BEKDER, 7. kez onurlandırdı

7. BEDKER Onur Ödülleri sahiplerini buldu.

BEKDER, 7. kez onurlandırdı
Bayburt Postası - 7. BEDKER Onur Ödülleri sahiplerini buldu. Bu yıl yedinci kez düzenlenen onur ödülleri gecesi yine özel ve renkli görüntülere sahne oldu.



Şair Zihni Kültür Merkezi'nde düzenlenen gecede Bayburt'a yapmış oldukları hizmetlerden dolayı beş isim ödüle layık görüldü. Merhum Sanatçı Mustafa Ahıskalıoğlu, Eğitimci Prof. Dr. Arsi Çubukçu, Bayburt eski Belediye Başkanı Ali Bilen, İşadamı Kadir Arpalı ve Dünya Bilek Güreşi Şampiyonu Tuncay Başaran ödüle layık görülen isimler oldu.   

Emir: "Kıymet bilmeyen toplumların geleceği olamaz"

Mehmet Öksüzer'in sunumuyla gerçekleşen törende bir konuşma yapan BEKDER Başkanı Mete Emir, Bayburt'un insan kalitesinin diğer tüm değerlerinden daha üstün olduğuna vurgu yaptığı konuşmasında, "Bu sene yedincisini gerçekleştirdiğimiz onur ödülleri programı derneğimizin kuruluşundan bugüne en çok gurur duyduğumuz organizasyon. Kıymet bilmeyen toplumlar kıymet yetiştiremezler, kıymet bilmeyen toplumların da herhangi bir geleceği olamaz. Her sene onur ödülü verdiğimiz değerli isimlerin hayat hikâyesini derlerken, kısa film olarak da hazırlarken hakikaten çok duygulanıyoruz. Bu memlekette ne kadar çok iyi insanımız varmış onu da bir kez daha görüyoruz. Bayburt'un tüm değerlerinden daha üstün bir değeri var ki o da insan kalitesi. Onun için iyi ki Bayburt var, Bayburtlular var" dedi. 

Emir, gecenin hazırlanmasında emeği geçen dernek yöneticilerine teşekkür etti.     

Yavuz: "Tarihi ve kültürel dokuyu ortaya çıkarmamız lazım"

◆ Meydan Okuma A
Haberin "Mehmet Öksüzer'in sunumuyla" sözlerinden "yöneticilerine teşekkür etti." sözlerine kadar olan kısmını, "dernek yöneticilerine" yerine "kurul üyelerine" koyarak yeniden yazın.
Haber ile kayıtlar arasında hiçbir bağlantı yoktur.

◆ Görev Malzemesi
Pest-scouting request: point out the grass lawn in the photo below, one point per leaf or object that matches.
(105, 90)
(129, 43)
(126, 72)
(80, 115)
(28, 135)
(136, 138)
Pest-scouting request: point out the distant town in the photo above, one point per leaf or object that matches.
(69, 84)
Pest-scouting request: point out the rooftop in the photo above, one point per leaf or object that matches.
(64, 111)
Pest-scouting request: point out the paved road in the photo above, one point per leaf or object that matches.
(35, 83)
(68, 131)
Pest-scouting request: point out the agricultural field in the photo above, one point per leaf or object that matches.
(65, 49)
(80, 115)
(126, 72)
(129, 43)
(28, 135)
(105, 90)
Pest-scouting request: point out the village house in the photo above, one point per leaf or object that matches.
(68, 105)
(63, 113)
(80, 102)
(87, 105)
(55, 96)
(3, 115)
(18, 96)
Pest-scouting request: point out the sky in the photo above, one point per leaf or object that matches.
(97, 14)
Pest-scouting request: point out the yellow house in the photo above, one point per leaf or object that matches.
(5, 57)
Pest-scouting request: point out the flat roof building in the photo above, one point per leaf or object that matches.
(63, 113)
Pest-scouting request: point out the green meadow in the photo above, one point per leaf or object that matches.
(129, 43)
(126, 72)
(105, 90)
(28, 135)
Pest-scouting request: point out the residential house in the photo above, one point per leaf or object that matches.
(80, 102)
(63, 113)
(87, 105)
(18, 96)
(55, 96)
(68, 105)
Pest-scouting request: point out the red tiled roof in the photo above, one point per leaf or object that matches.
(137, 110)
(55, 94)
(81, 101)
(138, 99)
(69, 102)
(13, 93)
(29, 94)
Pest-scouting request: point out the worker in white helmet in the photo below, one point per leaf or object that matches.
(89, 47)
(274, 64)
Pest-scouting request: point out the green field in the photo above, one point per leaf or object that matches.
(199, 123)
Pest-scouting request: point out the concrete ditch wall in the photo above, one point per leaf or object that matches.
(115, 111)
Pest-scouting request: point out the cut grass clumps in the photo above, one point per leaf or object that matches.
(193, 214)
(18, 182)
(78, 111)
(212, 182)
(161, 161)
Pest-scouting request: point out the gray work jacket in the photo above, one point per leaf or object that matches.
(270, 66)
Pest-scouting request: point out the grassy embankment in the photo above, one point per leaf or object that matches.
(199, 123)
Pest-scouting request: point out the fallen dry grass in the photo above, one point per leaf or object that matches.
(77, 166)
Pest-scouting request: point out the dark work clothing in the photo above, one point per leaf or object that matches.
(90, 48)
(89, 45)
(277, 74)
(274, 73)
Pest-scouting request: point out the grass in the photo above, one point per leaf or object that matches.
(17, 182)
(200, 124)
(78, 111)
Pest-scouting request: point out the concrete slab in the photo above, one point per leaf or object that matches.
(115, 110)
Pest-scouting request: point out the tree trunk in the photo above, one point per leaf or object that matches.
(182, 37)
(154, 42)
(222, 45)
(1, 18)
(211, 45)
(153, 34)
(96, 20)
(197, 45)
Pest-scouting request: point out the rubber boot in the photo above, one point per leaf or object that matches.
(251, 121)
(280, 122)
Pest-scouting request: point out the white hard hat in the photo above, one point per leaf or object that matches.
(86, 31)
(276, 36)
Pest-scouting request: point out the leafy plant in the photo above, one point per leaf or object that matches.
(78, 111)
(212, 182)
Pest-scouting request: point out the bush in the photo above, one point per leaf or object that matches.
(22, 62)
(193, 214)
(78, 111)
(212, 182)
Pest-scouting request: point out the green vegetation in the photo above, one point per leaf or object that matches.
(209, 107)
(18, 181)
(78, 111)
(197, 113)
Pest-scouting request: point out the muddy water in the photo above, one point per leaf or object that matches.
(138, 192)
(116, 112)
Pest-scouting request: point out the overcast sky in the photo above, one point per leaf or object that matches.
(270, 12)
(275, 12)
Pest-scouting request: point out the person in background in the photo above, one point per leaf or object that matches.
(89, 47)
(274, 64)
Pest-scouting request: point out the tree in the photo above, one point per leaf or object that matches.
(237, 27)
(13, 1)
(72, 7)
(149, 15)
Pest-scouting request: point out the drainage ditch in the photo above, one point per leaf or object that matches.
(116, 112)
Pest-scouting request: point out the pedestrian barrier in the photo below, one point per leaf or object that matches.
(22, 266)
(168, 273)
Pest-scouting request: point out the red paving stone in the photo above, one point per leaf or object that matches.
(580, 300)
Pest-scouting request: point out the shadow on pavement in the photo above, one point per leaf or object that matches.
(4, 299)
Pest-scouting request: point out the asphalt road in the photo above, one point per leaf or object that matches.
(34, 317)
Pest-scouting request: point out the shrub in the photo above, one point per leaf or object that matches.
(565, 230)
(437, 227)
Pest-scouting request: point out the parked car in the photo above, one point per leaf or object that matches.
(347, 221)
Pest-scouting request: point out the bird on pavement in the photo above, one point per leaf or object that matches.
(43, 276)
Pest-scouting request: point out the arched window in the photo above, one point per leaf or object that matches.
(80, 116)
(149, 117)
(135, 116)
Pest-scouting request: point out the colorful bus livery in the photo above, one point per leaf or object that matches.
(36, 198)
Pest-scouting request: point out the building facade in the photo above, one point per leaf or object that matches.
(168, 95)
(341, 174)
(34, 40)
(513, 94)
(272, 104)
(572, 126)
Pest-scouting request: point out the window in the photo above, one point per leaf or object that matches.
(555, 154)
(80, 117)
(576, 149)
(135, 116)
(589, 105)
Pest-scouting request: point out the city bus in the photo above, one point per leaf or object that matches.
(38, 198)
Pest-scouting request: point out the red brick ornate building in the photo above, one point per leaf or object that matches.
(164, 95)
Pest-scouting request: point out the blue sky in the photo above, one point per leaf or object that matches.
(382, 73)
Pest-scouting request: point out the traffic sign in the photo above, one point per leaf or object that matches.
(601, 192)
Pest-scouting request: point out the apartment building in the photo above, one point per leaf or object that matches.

◆ Meydan Okuma B
Kayıtlardan "window" dizesini barındıran tüm satırları lütfen çıkarın; büyük-küçük harf ayrımı önemlidir.

◆ Alıştırma Çözümü A
Mehmet Öksüzer'in sunumuyla gerçekleşen törende bir konuşma yapan BEKDER Başkanı Mete Emir, Bayburt'un insan kalitesinin diğer tüm değerlerinden daha üstün olduğuna vurgu yaptığı konuşmasında, "Bu sene yedincisini gerçekleştirdiğimiz onur ödülleri programı derneğimizin kuruluşundan bugüne en çok gurur duyduğumuz organizasyon. Kıymet bilmeyen toplumlar kıymet yetiştiremezler, kıymet bilmeyen toplumların da herhangi bir geleceği olamaz. Her sene onur ödülü verdiğimiz değerli isimlerin hayat hikâyesini derlerken, kısa film olarak da hazırlarken hakikaten çok duygulanıyoruz. Bu memlekette ne kadar çok iyi insanımız varmış onu da bir kez daha görüyoruz. Bayburt'un tüm değerlerinden daha üstün bir değeri var ki o da insan kalitesi. Onun için iyi ki Bayburt var, Bayburtlular var" dedi. 

Emir, gecenin hazırlanmasında emeği geçen kurul üyelerine teşekkür etti.

◆ Alıştırma Çözümü B
Pest-scouting request: point out the arched window in the photo above, one point per leaf or object that matches.
Pest-scouting request: point out the window in the photo above, one point per leaf or object that matches.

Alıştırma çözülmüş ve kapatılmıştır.